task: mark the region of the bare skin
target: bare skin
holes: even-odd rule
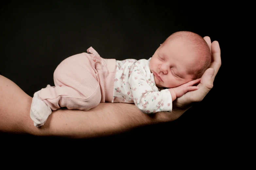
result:
[[[199,89],[188,92],[173,102],[172,112],[149,115],[141,112],[133,104],[100,103],[87,111],[68,109],[53,111],[43,127],[38,128],[34,126],[29,116],[32,98],[13,82],[0,75],[0,132],[89,138],[176,120],[193,103],[203,99],[213,87],[214,78],[221,65],[218,43],[214,41],[211,43],[209,37],[204,38],[210,49],[211,47],[211,68],[201,78],[197,86]]]

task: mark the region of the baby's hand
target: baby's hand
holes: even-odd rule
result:
[[[172,96],[172,101],[174,101],[176,98],[181,97],[188,92],[197,90],[199,89],[198,87],[193,86],[199,83],[200,80],[201,78],[198,78],[183,84],[179,86],[169,89]]]

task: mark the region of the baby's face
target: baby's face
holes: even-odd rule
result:
[[[184,41],[173,40],[156,51],[149,68],[157,86],[171,88],[194,79],[194,75],[189,73],[200,68],[197,64],[198,59],[191,46]]]

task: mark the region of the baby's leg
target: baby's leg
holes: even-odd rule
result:
[[[97,73],[87,53],[69,57],[54,74],[56,87],[48,87],[35,93],[30,117],[35,126],[43,125],[51,110],[61,107],[87,110],[97,106],[101,95]]]
[[[96,107],[101,98],[98,83],[95,89],[87,93],[89,95],[65,86],[48,86],[36,92],[32,99],[30,112],[34,125],[38,127],[43,125],[52,110],[66,107],[69,109],[87,111]]]

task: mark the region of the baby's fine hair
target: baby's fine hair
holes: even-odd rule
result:
[[[190,31],[179,31],[172,34],[168,37],[163,44],[177,38],[181,38],[187,40],[193,46],[196,53],[201,56],[201,59],[197,61],[201,66],[202,69],[195,70],[193,73],[195,74],[195,79],[202,77],[204,72],[210,66],[212,61],[211,50],[203,38],[198,34]]]

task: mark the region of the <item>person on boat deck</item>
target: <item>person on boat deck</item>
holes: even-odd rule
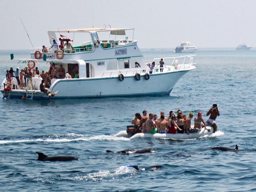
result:
[[[157,115],[154,114],[153,116],[153,121],[155,124],[155,126],[156,127],[157,126],[157,122],[158,122],[158,118],[157,118]]]
[[[164,112],[162,111],[161,112],[160,112],[160,117],[158,118],[158,121],[160,120],[160,118],[161,118],[161,115],[163,115],[164,116]],[[167,118],[165,117],[164,117],[164,120],[166,121],[168,121],[168,120],[167,120]]]
[[[217,116],[220,116],[220,111],[218,110],[218,106],[217,104],[213,104],[206,113],[206,116],[208,116],[211,114],[210,117],[207,120],[206,124],[207,125],[211,124],[213,126],[213,133],[217,131],[217,126],[215,120]]]
[[[132,120],[132,124],[136,125],[137,127],[136,128],[136,133],[140,133],[140,121],[141,119],[141,116],[139,113],[137,113],[135,114],[135,118],[133,118]]]
[[[178,109],[178,111],[177,111],[177,115],[178,115],[179,113],[180,113],[181,116],[182,116],[184,120],[186,121],[186,119],[187,119],[187,116],[186,114],[182,114],[182,112],[180,110],[180,109]]]
[[[68,40],[67,41],[67,43],[64,44],[64,46],[66,47],[67,53],[71,53],[71,50],[73,49],[73,47]]]
[[[69,72],[67,72],[66,73],[66,79],[72,79],[71,75],[69,74]]]
[[[158,66],[159,65],[160,66],[160,72],[163,72],[163,71],[164,70],[164,67],[166,68],[166,67],[165,67],[164,64],[164,62],[163,61],[163,59],[161,59],[159,64],[157,65]]]
[[[61,43],[60,45],[59,45],[59,49],[63,51],[64,50],[64,46],[63,46],[63,41],[62,39],[61,39],[61,38],[59,39],[59,40]]]
[[[49,97],[54,97],[54,95],[55,95],[55,94],[56,94],[56,93],[57,93],[57,92],[54,93],[53,95],[52,94],[49,90],[45,89],[44,84],[44,80],[42,80],[42,82],[41,83],[41,84],[40,84],[40,90],[41,92],[45,93]]]
[[[52,44],[52,45],[50,48],[49,49],[52,49],[53,47],[54,49],[54,52],[56,53],[59,50],[59,44],[58,44],[58,42],[56,42],[55,39],[53,40],[53,43]]]
[[[45,47],[44,45],[43,46],[43,49],[42,49],[42,52],[43,53],[49,53],[47,48]]]
[[[36,75],[39,75],[40,73],[39,72],[39,70],[38,70],[38,68],[37,67],[36,67]]]
[[[191,112],[189,113],[189,117],[187,118],[184,123],[184,128],[187,134],[189,135],[192,133],[197,132],[199,130],[198,128],[191,128],[191,119],[193,118],[194,113]]]
[[[177,124],[178,126],[182,130],[181,130],[179,129],[177,130],[178,133],[184,133],[185,131],[184,129],[184,122],[185,122],[185,120],[181,116],[180,113],[178,114],[177,115]]]
[[[138,62],[135,62],[135,68],[137,68],[138,67],[141,67],[141,65],[140,64],[140,63],[138,63]]]
[[[165,120],[164,115],[160,116],[160,120],[157,123],[157,127],[159,133],[167,133],[168,132],[168,122]]]
[[[58,69],[58,75],[59,76],[59,79],[64,79],[65,74],[65,69],[62,67],[62,65],[61,64],[59,66],[59,68]]]
[[[171,111],[169,112],[169,117],[168,117],[167,118],[167,121],[168,122],[168,121],[170,120],[171,119],[171,117],[172,117],[172,116],[173,115],[175,115],[175,113],[173,111]]]
[[[177,129],[181,130],[181,129],[176,124],[176,117],[175,115],[172,115],[171,119],[168,121],[168,133],[176,134],[178,131]]]
[[[12,81],[13,77],[12,76],[11,73],[10,73],[9,72],[9,70],[6,70],[6,74],[5,74],[5,77],[6,77],[6,80],[7,80],[7,81],[9,79],[12,79]]]
[[[53,68],[55,68],[55,64],[50,62],[50,68],[49,68],[49,74],[52,74],[52,71]]]
[[[15,78],[17,80],[17,81],[18,81],[18,85],[19,85],[21,84],[21,81],[19,81],[19,67],[18,67],[17,68],[15,71]]]
[[[203,119],[203,113],[201,112],[201,110],[199,111],[198,113],[197,114],[197,116],[195,119],[194,119],[194,122],[195,122],[194,128],[198,128],[199,129],[202,128],[202,126],[201,124],[202,122],[204,124],[204,129],[207,129],[206,128],[206,125],[204,122],[204,120]]]
[[[28,85],[28,82],[30,81],[31,82],[31,90],[33,90],[33,84],[32,83],[32,77],[33,76],[33,73],[31,72],[31,70],[30,69],[28,69],[28,72],[27,73],[27,85]]]
[[[155,62],[153,61],[149,66],[150,69],[149,70],[149,74],[152,74],[153,73],[153,69],[155,67]]]
[[[146,110],[144,110],[142,113],[143,114],[143,116],[141,117],[141,119],[140,122],[140,127],[142,128],[144,124],[147,120],[149,119],[149,117],[147,116],[147,111]]]
[[[54,65],[55,66],[55,65]],[[57,79],[57,71],[58,71],[58,68],[57,68],[55,67],[53,68],[52,70],[52,72],[51,73],[51,76],[52,76],[52,79]]]
[[[149,113],[149,118],[145,122],[142,128],[142,133],[144,133],[145,129],[146,130],[147,133],[155,134],[157,133],[157,128],[156,128],[153,122],[154,114],[152,113]]]
[[[13,82],[12,82],[12,81],[11,79],[10,78],[8,79],[7,80],[7,83],[6,84],[4,84],[4,85],[5,86],[5,85],[6,85],[7,86],[5,88],[4,88],[4,97],[3,97],[3,99],[4,99],[4,98],[6,97],[6,95],[7,95],[7,94],[8,94],[8,93],[9,93],[9,91],[12,89],[12,88],[13,88]]]
[[[21,89],[23,89],[23,76],[25,74],[24,73],[24,70],[21,69],[21,72],[19,73],[19,81],[20,83],[19,84],[19,87]],[[25,76],[24,76],[25,77]]]
[[[28,70],[27,66],[26,66],[24,68],[24,80],[25,80],[25,86],[27,87],[27,73],[28,72]]]

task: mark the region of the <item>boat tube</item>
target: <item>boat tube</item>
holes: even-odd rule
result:
[[[132,136],[131,133],[129,133],[129,131],[121,131],[116,134],[115,136],[118,137],[123,137],[130,138],[131,139],[148,137],[178,140],[190,139],[204,137],[210,135],[213,133],[213,129],[212,127],[207,126],[206,128],[207,129],[206,129],[204,128],[202,128],[199,130],[198,132],[190,133],[188,135],[186,133],[176,133],[176,134],[171,133],[155,133],[155,134],[150,134],[150,133],[138,133]]]

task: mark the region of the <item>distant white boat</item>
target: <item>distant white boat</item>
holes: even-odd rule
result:
[[[244,43],[238,45],[235,49],[236,50],[250,50],[252,48],[251,46]]]
[[[190,42],[181,41],[180,46],[177,46],[175,48],[174,53],[193,53],[198,49],[195,46],[191,45]]]

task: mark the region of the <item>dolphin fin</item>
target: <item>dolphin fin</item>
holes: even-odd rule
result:
[[[109,150],[107,150],[106,151],[107,153],[114,153],[114,151],[110,151]]]
[[[237,147],[237,145],[235,145],[235,148],[234,150],[238,150],[238,147]]]
[[[38,154],[38,158],[37,160],[37,161],[43,161],[44,158],[47,157],[47,155],[43,153],[36,152],[36,153]]]

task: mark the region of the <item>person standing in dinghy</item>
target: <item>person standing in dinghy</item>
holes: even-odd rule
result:
[[[217,125],[215,120],[218,116],[220,116],[220,111],[218,110],[218,106],[217,104],[213,104],[209,111],[206,113],[206,116],[211,114],[210,117],[206,121],[206,125],[211,124],[213,126],[213,133],[217,131]]]
[[[153,118],[154,114],[153,113],[149,113],[149,119],[148,119],[145,122],[143,128],[142,129],[142,133],[144,133],[144,130],[146,129],[147,133],[151,133],[151,134],[155,134],[157,133],[157,128],[156,128],[153,122]]]

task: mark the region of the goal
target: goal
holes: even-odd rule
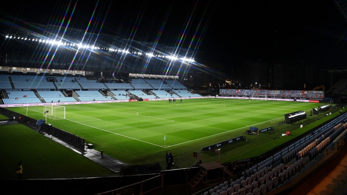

#####

■ WORK TO DO: How many of the lines above contain the word "dinghy"? Reply with the number alone.

■ SOLUTION FOR THIS TASK: 2